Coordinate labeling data
-.-.-
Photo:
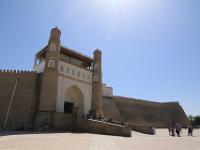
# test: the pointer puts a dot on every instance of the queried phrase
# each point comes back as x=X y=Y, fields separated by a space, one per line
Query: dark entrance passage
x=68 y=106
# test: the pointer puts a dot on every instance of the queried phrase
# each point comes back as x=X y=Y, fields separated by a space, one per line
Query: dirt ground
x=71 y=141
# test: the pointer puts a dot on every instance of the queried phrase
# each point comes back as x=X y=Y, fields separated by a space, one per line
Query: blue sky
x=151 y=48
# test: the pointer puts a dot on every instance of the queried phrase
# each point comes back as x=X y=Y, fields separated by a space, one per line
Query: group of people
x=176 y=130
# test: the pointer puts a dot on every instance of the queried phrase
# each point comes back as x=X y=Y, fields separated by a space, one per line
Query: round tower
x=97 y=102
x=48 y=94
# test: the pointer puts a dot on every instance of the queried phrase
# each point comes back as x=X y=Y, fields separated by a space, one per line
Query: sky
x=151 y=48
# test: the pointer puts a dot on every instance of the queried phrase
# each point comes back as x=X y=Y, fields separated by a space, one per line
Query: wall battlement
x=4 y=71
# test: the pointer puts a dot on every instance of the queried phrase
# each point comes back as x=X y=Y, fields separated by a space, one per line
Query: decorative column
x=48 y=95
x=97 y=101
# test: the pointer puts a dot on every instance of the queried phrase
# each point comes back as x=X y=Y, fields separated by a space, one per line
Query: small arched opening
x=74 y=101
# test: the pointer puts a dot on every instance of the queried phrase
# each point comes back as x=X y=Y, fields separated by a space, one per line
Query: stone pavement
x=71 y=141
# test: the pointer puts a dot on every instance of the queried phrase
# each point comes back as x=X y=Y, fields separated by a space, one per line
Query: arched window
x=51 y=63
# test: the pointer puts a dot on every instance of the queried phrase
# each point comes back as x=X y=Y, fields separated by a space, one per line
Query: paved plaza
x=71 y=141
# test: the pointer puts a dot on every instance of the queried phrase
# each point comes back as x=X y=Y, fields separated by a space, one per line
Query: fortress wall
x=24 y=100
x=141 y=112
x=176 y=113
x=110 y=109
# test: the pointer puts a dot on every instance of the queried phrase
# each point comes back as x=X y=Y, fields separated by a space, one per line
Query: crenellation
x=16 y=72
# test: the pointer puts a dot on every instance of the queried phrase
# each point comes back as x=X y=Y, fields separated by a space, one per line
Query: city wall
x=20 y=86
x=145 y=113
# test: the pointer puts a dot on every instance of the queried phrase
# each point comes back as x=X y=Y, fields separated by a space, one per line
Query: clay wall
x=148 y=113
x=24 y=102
-.-.-
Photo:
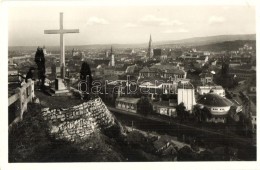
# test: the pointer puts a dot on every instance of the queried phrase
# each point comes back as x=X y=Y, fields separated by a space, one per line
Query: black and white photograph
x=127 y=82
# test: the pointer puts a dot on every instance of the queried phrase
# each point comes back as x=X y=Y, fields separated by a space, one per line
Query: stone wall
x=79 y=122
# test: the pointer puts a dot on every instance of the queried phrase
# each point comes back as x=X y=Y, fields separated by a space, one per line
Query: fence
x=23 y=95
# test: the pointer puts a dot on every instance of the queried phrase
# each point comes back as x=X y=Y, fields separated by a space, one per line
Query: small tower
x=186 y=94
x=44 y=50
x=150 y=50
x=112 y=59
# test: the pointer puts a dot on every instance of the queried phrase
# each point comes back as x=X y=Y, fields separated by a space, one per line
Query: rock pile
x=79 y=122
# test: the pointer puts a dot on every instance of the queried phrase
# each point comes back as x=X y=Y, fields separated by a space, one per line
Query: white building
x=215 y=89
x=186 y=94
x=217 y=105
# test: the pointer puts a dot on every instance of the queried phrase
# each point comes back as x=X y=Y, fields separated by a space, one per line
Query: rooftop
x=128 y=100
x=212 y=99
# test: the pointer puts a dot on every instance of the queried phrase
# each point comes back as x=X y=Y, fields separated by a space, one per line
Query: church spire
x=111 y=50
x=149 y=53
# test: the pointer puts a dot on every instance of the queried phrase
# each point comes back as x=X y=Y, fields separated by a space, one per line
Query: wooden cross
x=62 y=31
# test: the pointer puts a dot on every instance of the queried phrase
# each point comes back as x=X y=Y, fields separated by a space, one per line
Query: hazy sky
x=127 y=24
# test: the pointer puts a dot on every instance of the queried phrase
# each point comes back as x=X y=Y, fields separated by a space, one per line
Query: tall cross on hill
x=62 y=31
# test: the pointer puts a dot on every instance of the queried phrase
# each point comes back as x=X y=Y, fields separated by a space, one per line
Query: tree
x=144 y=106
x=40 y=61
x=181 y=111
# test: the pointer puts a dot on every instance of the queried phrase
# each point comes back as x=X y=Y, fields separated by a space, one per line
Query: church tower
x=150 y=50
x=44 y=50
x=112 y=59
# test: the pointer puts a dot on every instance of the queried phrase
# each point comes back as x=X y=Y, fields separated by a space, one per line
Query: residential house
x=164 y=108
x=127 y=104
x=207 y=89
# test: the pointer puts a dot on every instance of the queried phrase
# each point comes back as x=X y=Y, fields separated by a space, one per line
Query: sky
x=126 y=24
-.-.-
What you should do
Find each line in the data above that contains the string "cross" and copy those lines. Case counts.

Response
Query: wooden cross
Query: tall cross on hill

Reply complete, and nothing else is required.